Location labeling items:
-- START --

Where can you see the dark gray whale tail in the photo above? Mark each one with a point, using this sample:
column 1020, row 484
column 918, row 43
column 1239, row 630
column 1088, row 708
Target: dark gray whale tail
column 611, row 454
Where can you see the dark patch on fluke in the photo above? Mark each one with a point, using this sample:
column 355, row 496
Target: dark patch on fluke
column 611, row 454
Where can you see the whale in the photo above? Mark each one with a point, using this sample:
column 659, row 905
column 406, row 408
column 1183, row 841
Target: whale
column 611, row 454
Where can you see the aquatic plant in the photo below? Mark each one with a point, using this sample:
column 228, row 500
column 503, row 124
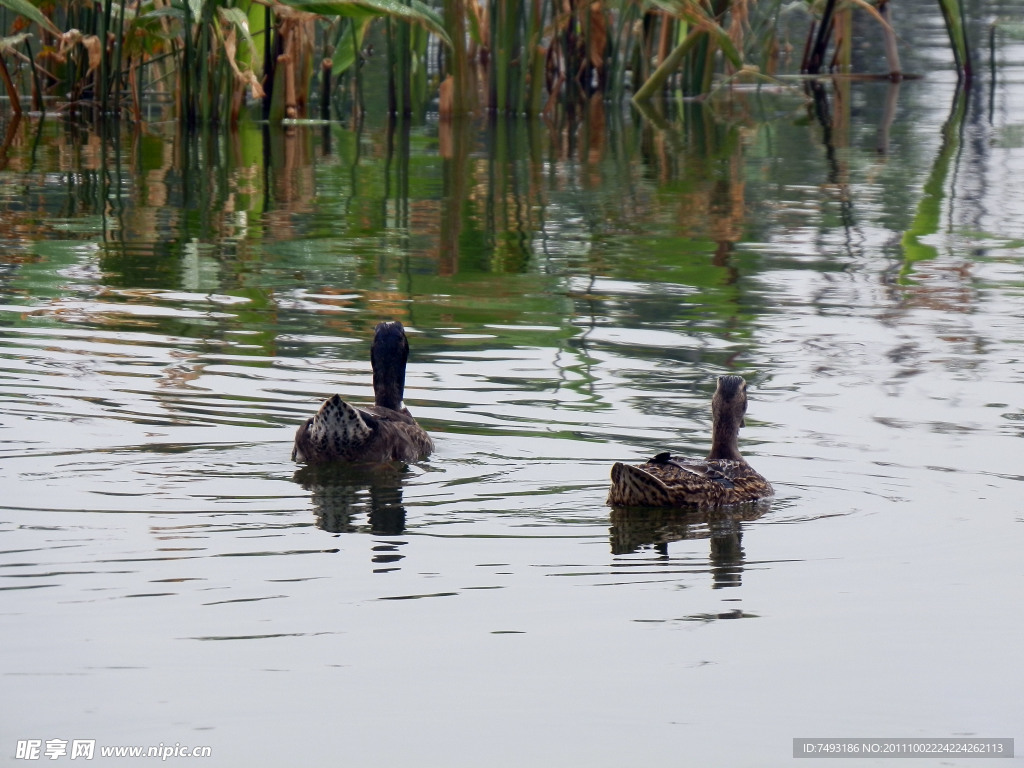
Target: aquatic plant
column 211, row 57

-- END --

Reproduce all the items with "Target" switched to "Object" everywhere and nothing else changed, leaving the pictures out.

**Task result:**
Where can you see the dark gray whale tail in the photo above? Mark each one with a point, using this sample:
column 1020, row 484
column 918, row 43
column 1239, row 630
column 1088, row 708
Object: dark gray whale tail
column 611, row 454
Where can you see the dark patch on fluke in the photo above? Mark each one with a point, using this sample:
column 355, row 496
Object: dark patch on fluke
column 611, row 454
Where can you see the whale in the photo above? Mark each one with a point, using this sample:
column 659, row 905
column 406, row 408
column 1183, row 841
Object: whale
column 611, row 454
Where can you see the aquatic plant in the photo below? Mark each one with a point, using this sample:
column 228, row 500
column 503, row 124
Object: aquatic plant
column 211, row 57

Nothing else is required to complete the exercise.